*Quoted passage*.

I believe the answer is both.
Dear sons of India, all of you who are outraged at the actions and attitudes of your brothers. All of you who are men, and Indian, but ashamed of what being “Indian men” has come to mean in our day and age. Any of you who saw that documentary and refuse to let what those men said be the last word spoken . . .
You are not who you are despite being in India, you are who you are for the sake of India. For such a time as this. You have been made countercultural because the hour has come for the culture of rape to be countered.
When I posted that article, an Indian ex-pat sent me a note in response. He wrote:
“After watching the [India’s Daughter] documentary, it doubled my confirmation that India is the place I need to be. It’s heartbreaking . . . there is a just God who I know will make India the lighthouse it was meant to be to other nations.”
That simple message is the message. God has not put this is in the hearts of American men, because it is not their hour. It is your hour. And I believe when their hour comes, they will follow India’s lead on this one. God is like a skilled surgeon, He shines a bright light on a place when He’s about to cut it open. And now that His scalpel has been set to the skin of India, He’s not going to stop until He’s cut out the infected organ and replaced it with a new one.
Your part is to keep the light shining. Keep bringing it up. Keep asking the right questions. And keep doing the things that make a difference. We cannot change the fact that, in India, women are surrounded by men. But we can change the men they are surrounded by.
This is not a women’s battle. This is YOUR battle. Not waged at rallies in the streets, but every time you are in the presence of a woman, and every time you speak to another man.
So let me tell you about that one time, the time I did encounter this view of women. It’s another thing I’ve kept quiet because it was hard to talk about. But we, all of us, need to start talking about the hard things.

*Exercise instructions*. Continue the passage addressed to Indian men about how women are treated, picking up right after its final sentence.

*Information provided*.
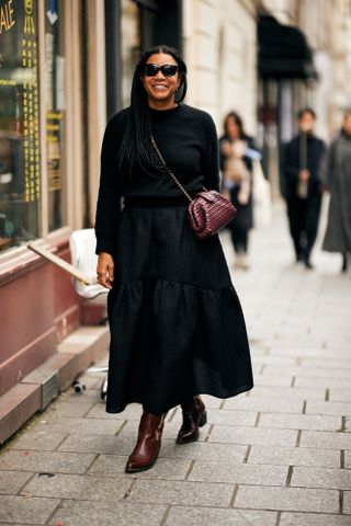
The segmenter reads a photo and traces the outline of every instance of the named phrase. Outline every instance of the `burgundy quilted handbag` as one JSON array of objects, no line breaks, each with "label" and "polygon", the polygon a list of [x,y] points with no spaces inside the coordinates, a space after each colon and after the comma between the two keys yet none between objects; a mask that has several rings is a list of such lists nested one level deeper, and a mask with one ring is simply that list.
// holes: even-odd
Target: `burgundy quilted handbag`
[{"label": "burgundy quilted handbag", "polygon": [[158,157],[162,165],[167,169],[168,173],[183,192],[183,194],[190,201],[188,213],[190,219],[190,226],[199,239],[206,239],[215,235],[225,227],[237,213],[236,207],[226,199],[224,195],[219,194],[215,190],[206,190],[199,192],[193,198],[178,181],[173,172],[168,168],[166,161],[158,149],[154,137],[151,136],[151,144],[157,151]]}]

*Solved exercise*.
I wish I could say I only took an auto that night because I was a ten-minute drive from home, but I probably would have taken one anyway. It was six months before Jyoti Singh’s rape and, though I sometimes worried what would happen to me if I got into an auto after 10 at night, especially in that neighborhood (my neighborhood), on that night I was just annoyed at being overcharged for a distance that wouldn’t even register on his meter. He took me straight home, on roads I knew. So we were outside my house when he grabbed me, and he touched me inappropriately, sexually. It was just a moment, and I did the only thing I could think to in it — I shoved him away, and I ran.
I have never thought about that night without wondering whether I should have Maced him, or given him a good uppercut, or screamed till someone came who would do worse. Whether I should have made him rue the day he messed with me. Instead, I prayed for him. As I walked, safe, into my building, behind guarded gates, I felt the anger of a just and vengeful God. And I knew, beyond a shadow of a doubt, that it burns against those who touch His beloved. That man had no one to intercede for him but me. So I forgave him, and I asked God to do the same.
Now, looking back, that seems extraordinary to me. What allowed me to have that response? I think it was that I was safe. That man didn’t know that a mere twenty feet behind me was a chowkidar, with a big stick, who I trusted. He didn’t know that the buildings on both sides of me were full of men who would still, to this day, beat him to a pulp if they met him and knew what he’d done. I was surrounded by men. And ten-to-one they were on my side.
That is the feeling I want every Indian woman to have, at any time day or night, wherever she is.
When men can be trusted, women can be free. When men can be trusted, women don’t have to be afraid. And when Indian women are free and unafraid, that is when India will truly be great.